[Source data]
+ + + +

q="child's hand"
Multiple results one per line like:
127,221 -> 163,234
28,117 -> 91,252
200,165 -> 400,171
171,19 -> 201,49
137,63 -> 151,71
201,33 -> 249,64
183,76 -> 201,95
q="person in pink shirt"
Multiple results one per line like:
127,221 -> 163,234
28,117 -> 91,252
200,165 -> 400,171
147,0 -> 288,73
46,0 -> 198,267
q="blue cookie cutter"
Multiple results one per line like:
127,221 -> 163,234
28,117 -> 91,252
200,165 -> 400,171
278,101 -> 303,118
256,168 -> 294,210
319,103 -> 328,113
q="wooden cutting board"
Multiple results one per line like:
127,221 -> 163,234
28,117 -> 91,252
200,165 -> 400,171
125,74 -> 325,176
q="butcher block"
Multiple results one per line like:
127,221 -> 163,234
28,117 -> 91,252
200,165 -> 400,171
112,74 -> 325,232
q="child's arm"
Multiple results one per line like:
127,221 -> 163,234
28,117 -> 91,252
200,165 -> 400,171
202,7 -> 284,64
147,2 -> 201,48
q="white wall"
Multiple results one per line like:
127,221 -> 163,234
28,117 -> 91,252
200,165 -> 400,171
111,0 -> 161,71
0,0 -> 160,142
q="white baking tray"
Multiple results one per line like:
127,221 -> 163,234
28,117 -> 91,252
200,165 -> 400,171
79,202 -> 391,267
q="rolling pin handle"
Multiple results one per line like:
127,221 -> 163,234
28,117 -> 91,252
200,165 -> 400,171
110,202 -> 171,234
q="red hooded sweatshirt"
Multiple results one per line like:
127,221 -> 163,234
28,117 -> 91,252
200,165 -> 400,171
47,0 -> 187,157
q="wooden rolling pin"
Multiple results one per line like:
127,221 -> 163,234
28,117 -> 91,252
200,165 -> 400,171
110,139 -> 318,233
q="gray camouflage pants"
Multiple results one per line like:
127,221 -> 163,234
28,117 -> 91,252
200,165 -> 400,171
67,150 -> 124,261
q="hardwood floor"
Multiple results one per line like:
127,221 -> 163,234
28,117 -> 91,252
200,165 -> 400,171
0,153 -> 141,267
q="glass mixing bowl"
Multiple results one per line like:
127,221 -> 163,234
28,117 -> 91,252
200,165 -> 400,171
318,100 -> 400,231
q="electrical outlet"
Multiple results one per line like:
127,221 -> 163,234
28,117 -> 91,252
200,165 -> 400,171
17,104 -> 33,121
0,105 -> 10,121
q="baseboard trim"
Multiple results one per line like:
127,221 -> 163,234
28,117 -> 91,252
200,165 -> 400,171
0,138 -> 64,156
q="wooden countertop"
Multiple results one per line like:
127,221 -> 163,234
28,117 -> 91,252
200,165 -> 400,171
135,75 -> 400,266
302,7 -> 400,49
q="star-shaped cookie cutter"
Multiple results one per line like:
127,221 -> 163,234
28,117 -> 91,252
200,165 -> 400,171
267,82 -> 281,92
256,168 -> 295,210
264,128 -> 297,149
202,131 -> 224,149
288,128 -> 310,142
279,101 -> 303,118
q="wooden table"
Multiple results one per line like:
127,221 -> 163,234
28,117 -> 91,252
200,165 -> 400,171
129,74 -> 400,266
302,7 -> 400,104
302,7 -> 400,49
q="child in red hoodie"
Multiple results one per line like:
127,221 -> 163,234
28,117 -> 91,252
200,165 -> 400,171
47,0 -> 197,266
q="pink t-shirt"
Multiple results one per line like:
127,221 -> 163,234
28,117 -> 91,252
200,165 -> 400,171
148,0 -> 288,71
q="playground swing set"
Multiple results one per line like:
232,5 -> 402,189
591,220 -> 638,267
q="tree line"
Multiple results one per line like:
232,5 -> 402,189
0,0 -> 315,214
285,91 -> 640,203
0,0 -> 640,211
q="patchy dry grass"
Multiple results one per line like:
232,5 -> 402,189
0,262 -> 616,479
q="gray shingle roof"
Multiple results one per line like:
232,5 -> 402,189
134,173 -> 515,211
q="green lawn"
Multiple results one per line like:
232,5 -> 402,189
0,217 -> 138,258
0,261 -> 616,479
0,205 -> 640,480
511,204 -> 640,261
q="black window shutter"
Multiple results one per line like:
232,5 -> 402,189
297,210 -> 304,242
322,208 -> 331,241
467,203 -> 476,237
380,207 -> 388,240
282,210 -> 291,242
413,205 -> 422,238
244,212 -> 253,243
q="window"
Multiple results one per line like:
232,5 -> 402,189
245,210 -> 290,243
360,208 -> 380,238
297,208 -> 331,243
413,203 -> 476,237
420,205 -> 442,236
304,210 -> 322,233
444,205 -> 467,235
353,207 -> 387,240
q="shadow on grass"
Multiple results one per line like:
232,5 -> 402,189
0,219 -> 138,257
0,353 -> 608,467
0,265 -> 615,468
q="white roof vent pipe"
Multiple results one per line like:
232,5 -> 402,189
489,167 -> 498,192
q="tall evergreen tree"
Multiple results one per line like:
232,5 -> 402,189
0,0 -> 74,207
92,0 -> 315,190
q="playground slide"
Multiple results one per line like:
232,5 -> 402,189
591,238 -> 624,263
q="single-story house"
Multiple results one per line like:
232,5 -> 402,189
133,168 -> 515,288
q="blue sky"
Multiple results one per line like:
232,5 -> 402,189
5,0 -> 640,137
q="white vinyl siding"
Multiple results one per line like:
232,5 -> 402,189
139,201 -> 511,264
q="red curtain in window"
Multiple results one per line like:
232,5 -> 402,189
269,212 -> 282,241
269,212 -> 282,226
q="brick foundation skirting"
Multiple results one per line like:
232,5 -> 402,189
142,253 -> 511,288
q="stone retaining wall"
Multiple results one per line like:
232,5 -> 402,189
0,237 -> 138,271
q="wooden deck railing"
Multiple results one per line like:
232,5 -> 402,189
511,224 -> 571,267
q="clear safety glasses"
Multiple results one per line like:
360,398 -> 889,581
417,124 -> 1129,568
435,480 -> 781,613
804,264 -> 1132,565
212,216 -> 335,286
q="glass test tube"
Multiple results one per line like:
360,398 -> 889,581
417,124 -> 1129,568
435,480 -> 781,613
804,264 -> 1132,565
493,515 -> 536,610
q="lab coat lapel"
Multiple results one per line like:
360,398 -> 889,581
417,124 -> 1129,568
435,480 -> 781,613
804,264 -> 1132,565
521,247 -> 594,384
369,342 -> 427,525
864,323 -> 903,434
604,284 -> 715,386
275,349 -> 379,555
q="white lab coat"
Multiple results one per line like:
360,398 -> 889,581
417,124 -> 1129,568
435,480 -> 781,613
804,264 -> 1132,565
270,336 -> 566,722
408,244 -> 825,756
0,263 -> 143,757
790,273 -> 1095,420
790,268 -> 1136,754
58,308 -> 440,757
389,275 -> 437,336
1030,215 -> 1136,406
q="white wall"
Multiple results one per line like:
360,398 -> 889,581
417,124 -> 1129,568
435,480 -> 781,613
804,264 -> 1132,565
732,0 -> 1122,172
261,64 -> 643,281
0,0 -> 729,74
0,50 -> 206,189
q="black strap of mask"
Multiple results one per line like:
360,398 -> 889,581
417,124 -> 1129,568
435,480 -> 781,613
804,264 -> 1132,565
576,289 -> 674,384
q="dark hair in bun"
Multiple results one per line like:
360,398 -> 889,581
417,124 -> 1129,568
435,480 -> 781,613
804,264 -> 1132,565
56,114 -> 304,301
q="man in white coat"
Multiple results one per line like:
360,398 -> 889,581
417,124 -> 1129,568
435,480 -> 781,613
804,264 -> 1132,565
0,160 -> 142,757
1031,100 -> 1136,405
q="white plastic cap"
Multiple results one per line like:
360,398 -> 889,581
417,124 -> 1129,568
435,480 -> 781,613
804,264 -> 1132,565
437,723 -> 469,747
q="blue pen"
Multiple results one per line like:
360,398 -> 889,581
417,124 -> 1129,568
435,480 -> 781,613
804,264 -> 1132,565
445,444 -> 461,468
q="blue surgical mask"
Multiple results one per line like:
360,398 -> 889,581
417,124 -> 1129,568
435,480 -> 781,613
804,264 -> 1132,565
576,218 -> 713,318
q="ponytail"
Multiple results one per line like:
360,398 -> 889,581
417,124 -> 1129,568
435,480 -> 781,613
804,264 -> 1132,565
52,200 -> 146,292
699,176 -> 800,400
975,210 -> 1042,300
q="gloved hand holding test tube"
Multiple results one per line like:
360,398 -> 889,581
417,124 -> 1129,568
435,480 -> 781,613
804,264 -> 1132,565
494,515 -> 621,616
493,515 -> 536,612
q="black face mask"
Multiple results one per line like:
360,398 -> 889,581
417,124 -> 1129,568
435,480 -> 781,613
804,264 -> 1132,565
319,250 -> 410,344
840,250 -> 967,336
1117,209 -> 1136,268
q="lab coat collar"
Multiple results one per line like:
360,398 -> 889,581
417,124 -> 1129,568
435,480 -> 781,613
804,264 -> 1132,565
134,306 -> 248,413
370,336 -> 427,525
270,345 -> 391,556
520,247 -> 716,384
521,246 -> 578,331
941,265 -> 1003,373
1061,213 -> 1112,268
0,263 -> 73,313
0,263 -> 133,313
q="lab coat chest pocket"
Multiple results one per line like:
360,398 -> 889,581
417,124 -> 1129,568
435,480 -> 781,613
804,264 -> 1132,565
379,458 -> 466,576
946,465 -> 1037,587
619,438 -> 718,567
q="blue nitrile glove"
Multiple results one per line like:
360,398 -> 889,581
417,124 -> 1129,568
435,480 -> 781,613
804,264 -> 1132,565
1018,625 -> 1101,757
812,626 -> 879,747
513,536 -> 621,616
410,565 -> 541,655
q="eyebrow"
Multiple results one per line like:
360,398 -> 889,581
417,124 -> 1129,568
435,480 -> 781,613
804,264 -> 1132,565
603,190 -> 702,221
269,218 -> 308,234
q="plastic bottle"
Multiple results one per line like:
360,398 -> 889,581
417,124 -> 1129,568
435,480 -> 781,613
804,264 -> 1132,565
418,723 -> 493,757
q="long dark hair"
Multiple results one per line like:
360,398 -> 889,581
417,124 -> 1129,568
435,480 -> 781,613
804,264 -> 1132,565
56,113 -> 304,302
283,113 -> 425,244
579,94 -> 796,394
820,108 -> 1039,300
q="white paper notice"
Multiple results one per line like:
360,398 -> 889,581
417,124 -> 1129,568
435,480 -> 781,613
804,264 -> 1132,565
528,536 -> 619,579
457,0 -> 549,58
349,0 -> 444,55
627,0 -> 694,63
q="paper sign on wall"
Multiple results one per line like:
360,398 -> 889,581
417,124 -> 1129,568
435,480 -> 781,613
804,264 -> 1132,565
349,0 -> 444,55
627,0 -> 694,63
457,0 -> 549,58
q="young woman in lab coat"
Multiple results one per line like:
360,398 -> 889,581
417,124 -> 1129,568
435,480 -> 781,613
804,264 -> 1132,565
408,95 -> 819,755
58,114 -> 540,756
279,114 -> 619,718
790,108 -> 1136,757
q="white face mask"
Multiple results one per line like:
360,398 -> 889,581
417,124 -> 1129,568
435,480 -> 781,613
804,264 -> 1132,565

+ + + +

| WHAT IS EXPECTED |
In the source data above, list every line of the rows that contains the word "plastic".

| EXERCISE RESPONSE |
q="white plastic cap"
q="plastic bottle"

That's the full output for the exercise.